* Given text
MADISON Most cancers are easier to treat if detected early, so cancer educators emphasize the benefits of screening and prompt treatment. But for immigrants and other "medically underserved communities," simply handing out a brochure on early detection even if it's been translated into the appropriate language may not work.
"Medical interventions fail if the intervention does not match the community's level of readiness to address the issue," says Tracy Schroepfer, an assistant professor of social work at the University of Wisconsin-Madison.
After a three-year study of the Hmong population in Wisconsin, Schroepfer and collaborator Viluck Kue found that cancer educators were trying to explain cancer detection and prevention to people who don't have a word for cancer or a concept for preventing disease.
The Hmong, originally a hill tribe in Laos, emigrated to the United States after the Vietnam war; about 60,000 Hmong people now live in Wisconsin, says Kue, a Hmong who directs the Wisconsin United Coalition of Mutual Assistance Associations, which serves Southeast Asian immigrants across the state.

* Supplied material
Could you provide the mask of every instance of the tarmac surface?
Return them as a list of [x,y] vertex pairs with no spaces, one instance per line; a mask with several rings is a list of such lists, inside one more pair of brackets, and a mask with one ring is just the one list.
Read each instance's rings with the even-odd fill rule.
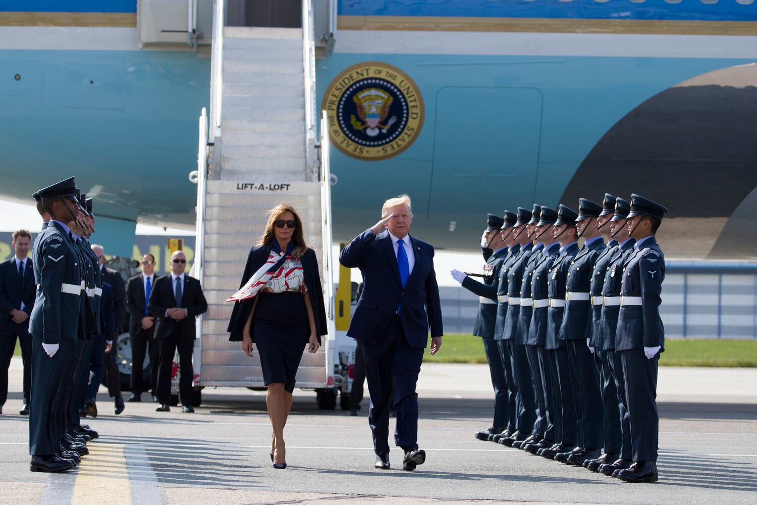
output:
[[[100,438],[74,470],[29,471],[21,363],[11,366],[0,416],[0,503],[757,503],[757,369],[661,368],[659,482],[628,484],[473,437],[491,426],[486,365],[425,364],[419,443],[425,464],[373,469],[366,410],[319,410],[295,391],[285,470],[272,467],[263,392],[203,391],[194,414],[126,404],[120,416],[101,389]],[[149,398],[142,395],[143,400]],[[393,420],[392,420],[393,422]],[[345,502],[345,500],[347,500]]]

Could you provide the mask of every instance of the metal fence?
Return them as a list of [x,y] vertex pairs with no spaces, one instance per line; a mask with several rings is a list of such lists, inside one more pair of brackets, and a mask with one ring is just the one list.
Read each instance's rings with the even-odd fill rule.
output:
[[[439,291],[444,332],[470,333],[478,297]],[[757,339],[757,263],[668,261],[660,315],[668,338]]]

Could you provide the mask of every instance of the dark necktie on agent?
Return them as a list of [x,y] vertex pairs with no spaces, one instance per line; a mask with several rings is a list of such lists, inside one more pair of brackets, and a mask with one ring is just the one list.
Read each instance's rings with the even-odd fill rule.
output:
[[174,295],[176,297],[176,307],[182,306],[182,278],[176,277],[176,288],[174,291]]
[[145,286],[145,315],[149,316],[150,313],[147,310],[148,304],[150,303],[150,291],[152,290],[152,285],[150,284],[150,278],[147,278],[147,284]]
[[[405,243],[400,238],[397,241],[397,267],[400,270],[400,280],[402,282],[402,288],[405,288],[407,284],[407,278],[410,276],[410,265],[407,260],[407,252],[405,251]],[[397,307],[397,314],[401,316],[402,304]]]

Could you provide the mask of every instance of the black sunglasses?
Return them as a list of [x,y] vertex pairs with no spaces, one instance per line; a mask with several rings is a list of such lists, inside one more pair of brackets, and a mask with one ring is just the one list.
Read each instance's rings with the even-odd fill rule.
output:
[[297,221],[294,220],[289,220],[288,221],[285,221],[284,220],[276,220],[273,222],[273,226],[276,228],[283,228],[285,225],[287,228],[294,229],[297,226]]

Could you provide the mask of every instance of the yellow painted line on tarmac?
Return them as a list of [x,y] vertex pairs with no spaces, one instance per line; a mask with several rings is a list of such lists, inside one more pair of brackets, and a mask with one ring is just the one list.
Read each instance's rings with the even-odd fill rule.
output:
[[117,499],[119,505],[132,503],[131,484],[123,444],[90,444],[82,458],[71,505],[104,505]]

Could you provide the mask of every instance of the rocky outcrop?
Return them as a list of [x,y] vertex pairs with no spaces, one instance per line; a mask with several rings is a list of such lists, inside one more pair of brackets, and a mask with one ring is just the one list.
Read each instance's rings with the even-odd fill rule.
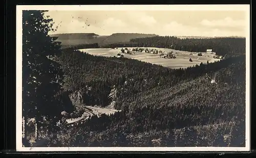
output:
[[82,98],[82,90],[76,91],[69,95],[72,104],[75,106],[83,105],[83,100]]

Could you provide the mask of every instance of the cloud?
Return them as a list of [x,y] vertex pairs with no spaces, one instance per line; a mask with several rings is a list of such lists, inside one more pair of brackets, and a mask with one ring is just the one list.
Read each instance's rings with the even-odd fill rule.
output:
[[224,29],[208,28],[184,25],[177,21],[172,21],[157,28],[159,35],[165,36],[244,36],[244,30],[232,31]]
[[147,15],[140,17],[138,19],[138,21],[140,23],[143,23],[147,25],[152,25],[157,23],[157,21],[153,17]]
[[[143,11],[127,11],[122,14],[116,12],[100,15],[97,12],[83,13],[49,13],[55,23],[53,27],[58,25],[57,31],[50,34],[94,33],[108,35],[115,33],[139,33],[162,36],[244,36],[245,33],[245,29],[241,27],[245,22],[230,17],[219,20],[204,19],[201,22],[199,20],[192,25],[179,22],[178,19],[161,21]],[[230,26],[238,28],[231,28]]]
[[203,20],[201,24],[209,27],[243,27],[245,26],[245,21],[243,20],[234,20],[229,17],[227,17],[223,19],[217,20]]
[[103,21],[103,25],[108,27],[125,27],[126,24],[118,19],[109,18]]

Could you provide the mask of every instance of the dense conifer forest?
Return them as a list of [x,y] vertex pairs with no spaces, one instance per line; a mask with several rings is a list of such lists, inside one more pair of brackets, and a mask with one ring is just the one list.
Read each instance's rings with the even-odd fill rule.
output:
[[[97,43],[61,49],[47,35],[52,20],[44,19],[44,13],[24,12],[23,116],[26,120],[34,118],[39,129],[36,140],[29,141],[28,135],[34,129],[29,123],[25,126],[24,145],[245,146],[245,39],[156,36],[131,40],[133,46],[212,49],[226,57],[215,63],[172,69],[77,50],[99,47]],[[42,21],[49,25],[38,24]],[[104,46],[118,44],[122,44]],[[109,97],[113,89],[114,98]],[[72,104],[70,96],[77,92],[81,101]],[[113,101],[113,108],[120,111],[93,116],[82,123],[66,124],[66,119],[81,115],[85,106],[109,108]],[[62,111],[69,115],[61,115]]]

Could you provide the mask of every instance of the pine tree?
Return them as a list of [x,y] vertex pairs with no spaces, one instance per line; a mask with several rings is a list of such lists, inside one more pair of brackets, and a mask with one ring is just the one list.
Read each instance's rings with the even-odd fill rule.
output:
[[59,95],[63,72],[53,60],[60,46],[48,35],[53,23],[46,12],[23,12],[23,116],[26,121],[34,118],[38,125],[46,118],[47,129],[53,132],[65,110]]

* Activity list
(1) Condense the paragraph of the article on Hmong cancer education that begins "The Hmong, originally a hill tribe" into a short bulleted list that keeps its main facts.
(2) According to the article on Hmong cancer education, what position does Tracy Schroepfer hold?
(3) Reproduce the article on Hmong cancer education starting at "After a three-year" and ending at "for preventing disease.", changing "collaborator" to "colleague".
The records are separate material, independent of the article on Hmong cancer education.

* Responses per task
(1)
- The Hmong were originally a hill tribe in Laos.
- They emigrated to the United States after the Vietnam war.
- About 60,000 Hmong people now live in Wisconsin.
- Viluck Kue, who is Hmong, directs the Wisconsin United Coalition of Mutual Assistance Associations, which serves Southeast Asian immigrants across the state.

(2) She is an assistant professor of social work at the University of Wisconsin-Madison.

(3)
After a three-year study of the Hmong population in Wisconsin, Schroepfer and colleague Viluck Kue found that cancer educators were trying to explain cancer detection and prevention to people who don't have a word for cancer or a concept for preventing disease.